Verilen Görevler:
A) Fıkralar metninde "Millette bir telaş" ile başlayıp "babanın malı mi?" ile biten bölümü, "cam kenarında" yerine "pencere kenarında" koyarak yeniden yazın.
B) Fıkralar metnine göre şu soruları cevaplayın:
(i) Kadın kaç kez evlendiğini söylüyor?
(ii) Temel ile Dursun uçakla nereye gidiyormuş?
(iii) Yeni seçilen milletvekili haberi kime telefonla vermek istiyor?
***** Verilen Metin
AKILLICA

Kadın adama “Siz üçüncü kocama ne kadar benziyorsunuz.”

Adam “Yaa! Kaç kez evlendiniz?”

Kadın cevaplamış: “İki.”

BANA NE?

Temel ile Dursun bir gün uçakla İstanbul’a gidiyorlarmış.

Derken birden uçak düşmeye başlamış.

Millette bir telaş bir telaş.

Dursun da aynı şekilde telaştan ne yapacağını şaşırmış bir vaziyette Temel’e bakmış, Temel cam kenarında öylece durmuş dışarıyı seyrediyor, keyfi yerinde.

“Ula Temel uçak düşiy, anlamadun mu?” diye seslenmiş telaşla.

Temel istifini hiç bozmadan;

“Amaaan düşerse düşsün, babanın malı mi?

BAKAN KARISI

Bakanlardan birinin ölmesiyle başka bir milletvekili onun süresini doldurmak üzere seçilmişti.

Adam hemen karısına telefon ederek, bu haberi vermek istedi:

-“Bir bakan karısı olmak ister miydin?” diye sordu.

Karısı biraz düşündü sonra:

-“Hangisinin?”

DİŞ!
**********
***** Gösterilen Malzeme
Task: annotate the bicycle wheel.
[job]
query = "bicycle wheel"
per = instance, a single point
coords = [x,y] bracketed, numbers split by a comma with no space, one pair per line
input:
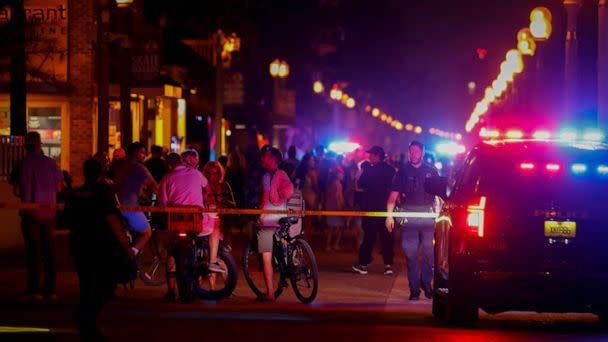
[151,263]
[304,271]
[215,286]
[254,274]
**********
Görev Cevapları:
A)
Millette bir telaş bir telaş.

Dursun da aynı şekilde telaştan ne yapacağını şaşırmış bir vaziyette Temel’e bakmış, Temel pencere kenarında öylece durmuş dışarıyı seyrediyor, keyfi yerinde.

“Ula Temel uçak düşiy, anlamadun mu?” diye seslenmiş telaşla.

Temel istifini hiç bozmadan;

“Amaaan düşerse düşsün, babanın malı mi?

B)
(i) İki kez.
(ii) İstanbul'a.
(iii) Karısına.